Items from a data source
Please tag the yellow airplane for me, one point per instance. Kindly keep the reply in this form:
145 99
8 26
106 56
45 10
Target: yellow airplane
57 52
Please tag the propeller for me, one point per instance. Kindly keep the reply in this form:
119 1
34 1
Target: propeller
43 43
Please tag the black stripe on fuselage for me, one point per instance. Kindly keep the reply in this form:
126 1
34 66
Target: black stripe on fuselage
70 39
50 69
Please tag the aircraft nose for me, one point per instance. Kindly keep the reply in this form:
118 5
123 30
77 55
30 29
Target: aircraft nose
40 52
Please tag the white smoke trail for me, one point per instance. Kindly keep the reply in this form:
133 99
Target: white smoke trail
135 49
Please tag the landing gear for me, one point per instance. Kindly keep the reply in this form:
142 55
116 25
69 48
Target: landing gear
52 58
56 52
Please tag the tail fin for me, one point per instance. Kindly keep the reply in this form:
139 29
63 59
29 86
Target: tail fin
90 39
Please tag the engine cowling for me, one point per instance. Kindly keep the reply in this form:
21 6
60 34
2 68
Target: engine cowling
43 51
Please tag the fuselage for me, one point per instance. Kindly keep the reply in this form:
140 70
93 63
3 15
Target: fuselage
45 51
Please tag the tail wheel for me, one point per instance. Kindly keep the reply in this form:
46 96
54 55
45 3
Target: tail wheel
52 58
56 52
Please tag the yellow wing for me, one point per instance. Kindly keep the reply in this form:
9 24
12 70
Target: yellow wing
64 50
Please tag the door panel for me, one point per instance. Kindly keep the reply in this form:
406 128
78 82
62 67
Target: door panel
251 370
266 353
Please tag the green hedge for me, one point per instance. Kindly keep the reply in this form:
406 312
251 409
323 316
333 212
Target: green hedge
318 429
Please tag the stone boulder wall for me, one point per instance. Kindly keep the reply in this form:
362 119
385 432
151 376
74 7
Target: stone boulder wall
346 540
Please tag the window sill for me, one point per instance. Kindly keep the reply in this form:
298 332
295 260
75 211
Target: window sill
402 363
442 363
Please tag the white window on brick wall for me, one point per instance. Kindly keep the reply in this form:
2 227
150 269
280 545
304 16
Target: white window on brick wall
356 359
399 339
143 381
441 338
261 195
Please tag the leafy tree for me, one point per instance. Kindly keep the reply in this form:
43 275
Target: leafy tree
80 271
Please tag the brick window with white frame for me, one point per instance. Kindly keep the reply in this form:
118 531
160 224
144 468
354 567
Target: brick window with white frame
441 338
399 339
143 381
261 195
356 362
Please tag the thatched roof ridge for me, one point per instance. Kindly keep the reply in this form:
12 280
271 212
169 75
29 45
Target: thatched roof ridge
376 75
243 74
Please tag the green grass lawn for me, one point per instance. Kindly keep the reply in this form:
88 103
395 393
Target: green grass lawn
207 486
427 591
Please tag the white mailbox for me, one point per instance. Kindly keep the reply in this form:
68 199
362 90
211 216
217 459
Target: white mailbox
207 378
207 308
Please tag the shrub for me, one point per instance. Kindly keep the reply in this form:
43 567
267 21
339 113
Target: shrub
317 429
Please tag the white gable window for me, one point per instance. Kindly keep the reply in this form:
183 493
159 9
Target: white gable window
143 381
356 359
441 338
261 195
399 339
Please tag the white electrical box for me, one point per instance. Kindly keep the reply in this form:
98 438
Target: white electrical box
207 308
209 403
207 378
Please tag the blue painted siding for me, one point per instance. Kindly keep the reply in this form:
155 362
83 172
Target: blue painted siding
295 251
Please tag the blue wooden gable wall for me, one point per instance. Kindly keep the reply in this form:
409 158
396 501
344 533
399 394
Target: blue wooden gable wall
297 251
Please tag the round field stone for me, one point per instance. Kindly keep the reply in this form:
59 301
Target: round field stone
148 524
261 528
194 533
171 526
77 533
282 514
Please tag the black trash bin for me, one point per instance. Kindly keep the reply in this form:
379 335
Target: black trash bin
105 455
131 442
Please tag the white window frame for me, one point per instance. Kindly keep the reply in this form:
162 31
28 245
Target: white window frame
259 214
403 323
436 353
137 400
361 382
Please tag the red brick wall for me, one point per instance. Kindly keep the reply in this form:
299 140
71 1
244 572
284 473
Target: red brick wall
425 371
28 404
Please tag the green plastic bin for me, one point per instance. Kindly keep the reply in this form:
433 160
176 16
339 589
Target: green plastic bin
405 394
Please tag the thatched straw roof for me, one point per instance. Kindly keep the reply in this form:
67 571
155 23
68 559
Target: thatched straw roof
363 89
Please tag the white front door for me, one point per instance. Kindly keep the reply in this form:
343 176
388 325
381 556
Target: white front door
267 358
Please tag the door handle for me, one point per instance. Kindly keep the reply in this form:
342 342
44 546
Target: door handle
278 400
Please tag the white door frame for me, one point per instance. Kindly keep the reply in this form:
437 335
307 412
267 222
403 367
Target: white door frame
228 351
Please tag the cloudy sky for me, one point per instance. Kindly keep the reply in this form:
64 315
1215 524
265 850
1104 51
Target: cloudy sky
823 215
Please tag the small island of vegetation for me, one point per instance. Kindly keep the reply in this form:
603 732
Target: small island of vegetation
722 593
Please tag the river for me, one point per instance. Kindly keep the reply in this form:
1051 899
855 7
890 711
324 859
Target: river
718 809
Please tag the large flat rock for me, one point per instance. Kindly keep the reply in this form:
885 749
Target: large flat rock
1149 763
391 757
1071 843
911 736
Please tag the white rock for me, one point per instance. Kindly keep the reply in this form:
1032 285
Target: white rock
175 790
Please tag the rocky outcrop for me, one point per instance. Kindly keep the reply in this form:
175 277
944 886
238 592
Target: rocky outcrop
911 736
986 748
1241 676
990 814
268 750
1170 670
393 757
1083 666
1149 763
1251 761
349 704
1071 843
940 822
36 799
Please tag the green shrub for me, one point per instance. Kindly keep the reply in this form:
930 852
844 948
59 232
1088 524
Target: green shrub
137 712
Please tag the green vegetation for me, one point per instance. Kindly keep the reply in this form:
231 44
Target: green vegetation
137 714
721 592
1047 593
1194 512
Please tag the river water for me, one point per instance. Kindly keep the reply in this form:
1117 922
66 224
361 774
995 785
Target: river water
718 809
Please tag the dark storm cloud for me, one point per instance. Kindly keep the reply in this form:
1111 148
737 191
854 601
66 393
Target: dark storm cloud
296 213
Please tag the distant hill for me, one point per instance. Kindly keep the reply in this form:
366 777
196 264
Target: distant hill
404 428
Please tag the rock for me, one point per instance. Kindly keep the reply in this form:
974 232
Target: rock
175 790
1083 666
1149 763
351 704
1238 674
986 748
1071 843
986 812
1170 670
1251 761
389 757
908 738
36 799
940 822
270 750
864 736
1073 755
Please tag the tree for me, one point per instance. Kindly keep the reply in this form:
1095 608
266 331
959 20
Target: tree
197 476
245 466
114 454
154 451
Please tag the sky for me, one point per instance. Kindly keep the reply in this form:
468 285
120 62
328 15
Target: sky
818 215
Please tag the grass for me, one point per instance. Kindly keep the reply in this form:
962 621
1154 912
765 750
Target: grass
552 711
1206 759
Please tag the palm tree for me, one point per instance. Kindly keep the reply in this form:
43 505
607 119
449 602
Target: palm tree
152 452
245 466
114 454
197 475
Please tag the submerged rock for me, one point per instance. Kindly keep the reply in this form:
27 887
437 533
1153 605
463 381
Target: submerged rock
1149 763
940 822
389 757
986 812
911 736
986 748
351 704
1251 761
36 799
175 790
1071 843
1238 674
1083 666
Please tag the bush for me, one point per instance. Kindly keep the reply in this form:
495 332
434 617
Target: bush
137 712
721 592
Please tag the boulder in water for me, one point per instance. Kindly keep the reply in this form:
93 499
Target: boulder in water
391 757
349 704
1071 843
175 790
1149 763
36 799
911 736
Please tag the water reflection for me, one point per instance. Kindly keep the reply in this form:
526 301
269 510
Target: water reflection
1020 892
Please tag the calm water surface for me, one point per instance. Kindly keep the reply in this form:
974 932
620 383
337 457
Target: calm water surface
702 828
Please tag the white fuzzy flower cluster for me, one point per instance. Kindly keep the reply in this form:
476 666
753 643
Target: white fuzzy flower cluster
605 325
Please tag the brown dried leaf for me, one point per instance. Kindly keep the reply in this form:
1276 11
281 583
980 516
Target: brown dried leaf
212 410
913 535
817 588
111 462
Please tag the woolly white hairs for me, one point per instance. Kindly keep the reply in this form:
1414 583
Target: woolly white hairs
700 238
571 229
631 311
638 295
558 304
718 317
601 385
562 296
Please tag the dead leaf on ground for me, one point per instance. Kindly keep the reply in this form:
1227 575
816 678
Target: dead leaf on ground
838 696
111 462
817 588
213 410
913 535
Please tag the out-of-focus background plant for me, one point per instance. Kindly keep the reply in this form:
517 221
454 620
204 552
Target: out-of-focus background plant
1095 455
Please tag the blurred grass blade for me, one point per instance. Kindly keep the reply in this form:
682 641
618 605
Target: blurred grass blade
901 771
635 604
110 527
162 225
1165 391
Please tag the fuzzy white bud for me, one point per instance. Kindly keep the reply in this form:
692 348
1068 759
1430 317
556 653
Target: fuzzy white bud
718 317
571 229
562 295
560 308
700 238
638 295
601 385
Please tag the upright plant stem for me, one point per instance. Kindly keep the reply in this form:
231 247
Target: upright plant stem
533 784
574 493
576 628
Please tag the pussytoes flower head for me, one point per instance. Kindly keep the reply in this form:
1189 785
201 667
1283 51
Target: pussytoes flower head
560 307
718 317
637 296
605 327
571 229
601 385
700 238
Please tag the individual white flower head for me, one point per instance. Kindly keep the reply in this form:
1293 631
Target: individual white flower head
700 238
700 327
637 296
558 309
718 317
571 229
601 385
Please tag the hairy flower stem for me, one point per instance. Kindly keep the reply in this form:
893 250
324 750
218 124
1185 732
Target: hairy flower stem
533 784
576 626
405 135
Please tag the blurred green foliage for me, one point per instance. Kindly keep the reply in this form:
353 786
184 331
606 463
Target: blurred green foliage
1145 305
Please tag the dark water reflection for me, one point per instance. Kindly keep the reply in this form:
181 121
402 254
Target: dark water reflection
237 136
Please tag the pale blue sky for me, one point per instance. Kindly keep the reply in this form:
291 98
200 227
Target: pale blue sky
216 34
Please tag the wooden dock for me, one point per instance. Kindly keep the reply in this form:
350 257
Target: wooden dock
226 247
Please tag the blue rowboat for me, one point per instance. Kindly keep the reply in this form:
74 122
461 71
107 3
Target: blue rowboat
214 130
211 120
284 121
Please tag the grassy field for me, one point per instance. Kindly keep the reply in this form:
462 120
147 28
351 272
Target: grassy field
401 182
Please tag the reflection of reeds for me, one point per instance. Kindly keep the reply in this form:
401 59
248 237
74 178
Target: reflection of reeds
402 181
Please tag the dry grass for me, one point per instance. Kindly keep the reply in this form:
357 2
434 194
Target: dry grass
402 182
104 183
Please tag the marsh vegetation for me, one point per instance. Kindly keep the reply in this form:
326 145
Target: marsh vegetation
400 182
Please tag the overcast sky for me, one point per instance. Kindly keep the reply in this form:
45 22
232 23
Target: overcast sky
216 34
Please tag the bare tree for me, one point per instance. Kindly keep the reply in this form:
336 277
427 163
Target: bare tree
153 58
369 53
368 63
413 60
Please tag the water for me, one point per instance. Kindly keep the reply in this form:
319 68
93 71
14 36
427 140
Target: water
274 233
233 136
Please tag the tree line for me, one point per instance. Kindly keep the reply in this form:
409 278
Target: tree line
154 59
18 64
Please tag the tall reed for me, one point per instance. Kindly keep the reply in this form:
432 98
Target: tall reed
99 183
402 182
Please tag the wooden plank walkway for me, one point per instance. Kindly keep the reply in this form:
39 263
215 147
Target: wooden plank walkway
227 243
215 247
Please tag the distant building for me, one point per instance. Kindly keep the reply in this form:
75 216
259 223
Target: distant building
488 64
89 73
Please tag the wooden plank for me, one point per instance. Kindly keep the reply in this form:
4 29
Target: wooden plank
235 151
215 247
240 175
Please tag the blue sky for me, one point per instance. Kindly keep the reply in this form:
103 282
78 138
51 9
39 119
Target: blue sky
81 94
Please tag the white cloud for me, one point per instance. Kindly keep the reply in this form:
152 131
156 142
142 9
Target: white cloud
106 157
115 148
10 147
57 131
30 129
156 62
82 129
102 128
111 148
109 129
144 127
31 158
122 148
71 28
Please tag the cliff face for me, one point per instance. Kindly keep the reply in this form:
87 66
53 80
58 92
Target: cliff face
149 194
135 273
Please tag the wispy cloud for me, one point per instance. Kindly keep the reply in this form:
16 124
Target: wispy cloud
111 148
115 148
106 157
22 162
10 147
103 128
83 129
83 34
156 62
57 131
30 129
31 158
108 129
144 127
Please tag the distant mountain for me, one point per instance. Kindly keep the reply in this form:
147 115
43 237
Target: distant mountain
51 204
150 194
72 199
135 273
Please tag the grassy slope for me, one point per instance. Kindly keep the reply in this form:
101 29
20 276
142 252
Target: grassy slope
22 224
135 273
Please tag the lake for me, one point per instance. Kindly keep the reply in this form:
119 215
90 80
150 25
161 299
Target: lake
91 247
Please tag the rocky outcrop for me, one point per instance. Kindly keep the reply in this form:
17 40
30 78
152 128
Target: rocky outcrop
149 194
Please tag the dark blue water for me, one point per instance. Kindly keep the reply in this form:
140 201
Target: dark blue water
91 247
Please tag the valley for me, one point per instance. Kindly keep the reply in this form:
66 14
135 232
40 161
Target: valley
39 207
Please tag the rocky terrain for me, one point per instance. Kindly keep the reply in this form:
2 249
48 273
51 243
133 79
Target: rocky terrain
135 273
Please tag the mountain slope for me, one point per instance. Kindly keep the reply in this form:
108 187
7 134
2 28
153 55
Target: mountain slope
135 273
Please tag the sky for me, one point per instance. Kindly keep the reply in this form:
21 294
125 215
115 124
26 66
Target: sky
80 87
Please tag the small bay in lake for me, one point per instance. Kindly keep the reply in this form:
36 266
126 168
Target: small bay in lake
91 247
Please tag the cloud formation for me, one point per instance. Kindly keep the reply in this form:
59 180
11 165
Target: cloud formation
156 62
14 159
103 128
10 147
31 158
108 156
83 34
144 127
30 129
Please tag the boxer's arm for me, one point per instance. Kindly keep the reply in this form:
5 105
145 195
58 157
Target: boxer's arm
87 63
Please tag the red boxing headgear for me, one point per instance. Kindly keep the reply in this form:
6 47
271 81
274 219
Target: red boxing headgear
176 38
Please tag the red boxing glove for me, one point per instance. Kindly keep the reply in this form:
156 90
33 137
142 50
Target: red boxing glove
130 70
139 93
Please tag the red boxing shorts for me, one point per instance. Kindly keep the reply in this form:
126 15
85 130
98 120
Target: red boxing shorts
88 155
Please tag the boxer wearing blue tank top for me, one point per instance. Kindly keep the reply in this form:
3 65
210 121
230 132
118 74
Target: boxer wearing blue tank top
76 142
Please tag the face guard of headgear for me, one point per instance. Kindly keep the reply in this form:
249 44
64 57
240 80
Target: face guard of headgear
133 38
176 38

### Work to be completed:
Reproduce only the lines above spanning from the line containing "Please tag the tail fin" through the line containing "Please tag the fuselage", word for word.

### Answer to this exercise:
Please tag the tail fin for me, one point per instance. Kindly keep the reply in this form:
139 29
63 59
29 86
Target: tail fin
90 39
Please tag the engine cowling for me, one point per instance. Kindly keep the reply in this form:
21 6
60 34
2 68
Target: engine cowling
43 51
Please tag the fuselage for me, one point per instance. Kindly keep the reply in this form:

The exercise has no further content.